AIM OF THE TASK —
Each record below is to be copied word for word, with pictures removed.

AVAILABLE RECORDS —
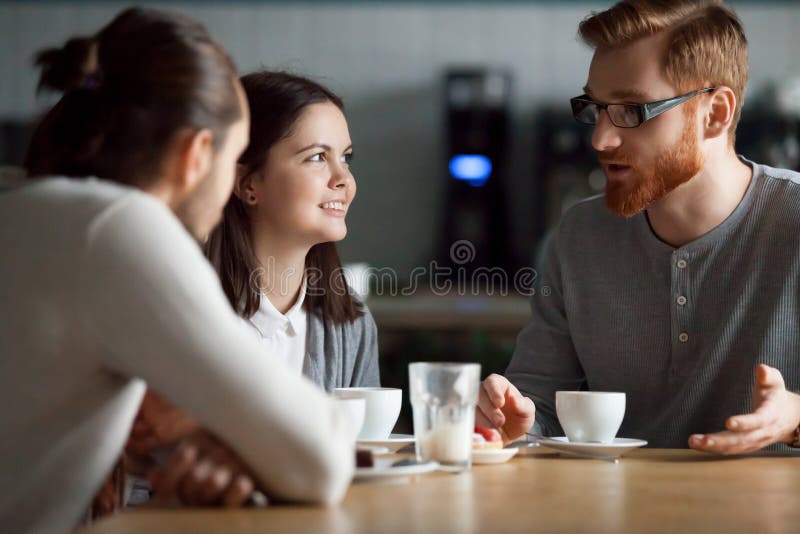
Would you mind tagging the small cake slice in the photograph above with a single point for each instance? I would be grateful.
(486, 439)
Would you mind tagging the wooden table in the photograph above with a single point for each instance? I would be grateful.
(647, 491)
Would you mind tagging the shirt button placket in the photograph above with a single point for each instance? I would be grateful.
(681, 314)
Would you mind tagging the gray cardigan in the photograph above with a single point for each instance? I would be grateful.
(342, 355)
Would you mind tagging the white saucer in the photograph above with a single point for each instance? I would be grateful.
(394, 442)
(493, 456)
(612, 450)
(383, 469)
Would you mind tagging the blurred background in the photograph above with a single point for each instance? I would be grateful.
(460, 120)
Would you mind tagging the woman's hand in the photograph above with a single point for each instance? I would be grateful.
(158, 425)
(201, 471)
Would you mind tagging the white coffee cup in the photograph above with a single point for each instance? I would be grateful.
(354, 407)
(590, 416)
(382, 410)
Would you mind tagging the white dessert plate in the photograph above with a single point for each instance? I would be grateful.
(383, 468)
(493, 456)
(394, 442)
(373, 449)
(612, 450)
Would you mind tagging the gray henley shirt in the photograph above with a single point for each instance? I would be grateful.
(679, 330)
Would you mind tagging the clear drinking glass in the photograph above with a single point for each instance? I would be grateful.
(443, 399)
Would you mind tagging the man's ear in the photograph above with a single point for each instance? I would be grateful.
(243, 188)
(196, 159)
(719, 112)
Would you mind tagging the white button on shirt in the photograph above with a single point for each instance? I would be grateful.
(283, 335)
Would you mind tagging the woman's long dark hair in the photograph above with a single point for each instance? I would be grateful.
(277, 99)
(127, 91)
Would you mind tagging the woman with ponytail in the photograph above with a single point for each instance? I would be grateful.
(275, 249)
(105, 289)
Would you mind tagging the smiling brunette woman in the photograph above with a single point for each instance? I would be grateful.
(275, 251)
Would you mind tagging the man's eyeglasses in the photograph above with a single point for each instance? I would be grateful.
(587, 111)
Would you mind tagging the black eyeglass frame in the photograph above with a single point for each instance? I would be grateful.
(644, 112)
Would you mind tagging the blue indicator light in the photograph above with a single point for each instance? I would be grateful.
(474, 169)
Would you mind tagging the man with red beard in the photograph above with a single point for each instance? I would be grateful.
(685, 283)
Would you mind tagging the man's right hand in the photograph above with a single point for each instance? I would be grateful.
(502, 406)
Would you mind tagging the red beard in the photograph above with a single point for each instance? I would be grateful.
(675, 166)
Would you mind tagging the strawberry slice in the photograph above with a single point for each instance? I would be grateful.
(489, 434)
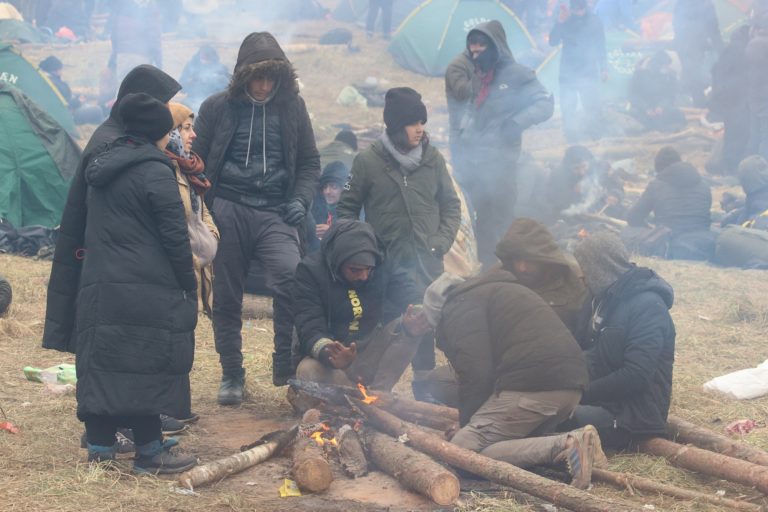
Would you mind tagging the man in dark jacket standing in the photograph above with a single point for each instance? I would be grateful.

FINAL RESULT —
Would you mind tagging the small cake slice in the photograph above with a single point for each instance? I would be grateful.
(486, 439)
Would you mind tagging the wooden table in the photograph above with a single point for each instance? I would be grateful.
(647, 491)
Would you mind tagging the shirt button placket in the photograph above with a single point for each instance? I would be grateful.
(681, 314)
Would you mind tagging the gray cardigan in the photograph above with a single point for each instance? I would be grateful.
(342, 355)
Would you mind tagging the white saucer in the photograph above with a single point for each instance? I would be grateful.
(394, 442)
(493, 456)
(612, 450)
(383, 469)
Would you mind tagging the blurred background in the photograph above with a single point for each instance? I would be grateful.
(460, 120)
Would you mind tagging the woman's hand in the photograph above with a single point for each instance? I would be grateful.
(158, 425)
(201, 471)
Would you mind tagging the white coffee cup in the photograph above with a single point for each instance? I would be grateful.
(354, 407)
(590, 416)
(382, 410)
Would you mind tagging the white dessert plate in the photograph above with a single point for each instance? I would be grateful.
(383, 468)
(493, 456)
(394, 442)
(373, 449)
(612, 450)
Would you mind tagging the gray henley shirt in the photograph above with a single point for each instance? I would be grateful.
(679, 330)
Would you mind tagging the clear drinking glass in the photograph above with a single point for each instance? I would be grateful.
(443, 399)
Would you mind tagging the man's ear in the photograph above with a single point for each instance? I would be grateful.
(243, 188)
(196, 159)
(719, 112)
Would you mind tagging the white button on shirt in the photograph above with a single point for each instance? I would be grateful.
(283, 335)
Would you mind tagging the woman's long dark hair in the photograph above with a single point for each instance? I would be grateful.
(277, 99)
(127, 91)
Would you mind tagging the woman with ponytail in the photograph above with a single point for each instance? I would be grateful.
(275, 249)
(105, 289)
Would you mind tagging the smiling brunette woman in the photograph above with a single point for each instance? I would be grateful.
(275, 251)
Would you mind tagging the man's eyeglasses in the photograph above with a single point for each instance? I would be grateful.
(587, 111)
Would you mind tagging the black eyeglass frame in the photograph above with a single point for each instance? I would be grateful.
(644, 112)
Would you mind tagging the blue indicator light in the photograph above with a single point for each instance? I would be grateful.
(474, 169)
Would you mind tagging the man with red beard in the photograph above with a single point for each instance? I would be grateful.
(685, 283)
Would you mind tagging the man's right hand in the photograph above with a single point for each instance? I would be grateful.
(502, 406)
Would you mind tagging the red beard in the photograph above with a single point for each instance? I would be grateful.
(675, 166)
Would you mind tagging the strawberry slice in the photograph above with a single point for each instance? I would be grateful.
(489, 434)
Would you mind tagging the man in dark jacket standing in the photograph above with a single point for each instance? I would be grateful.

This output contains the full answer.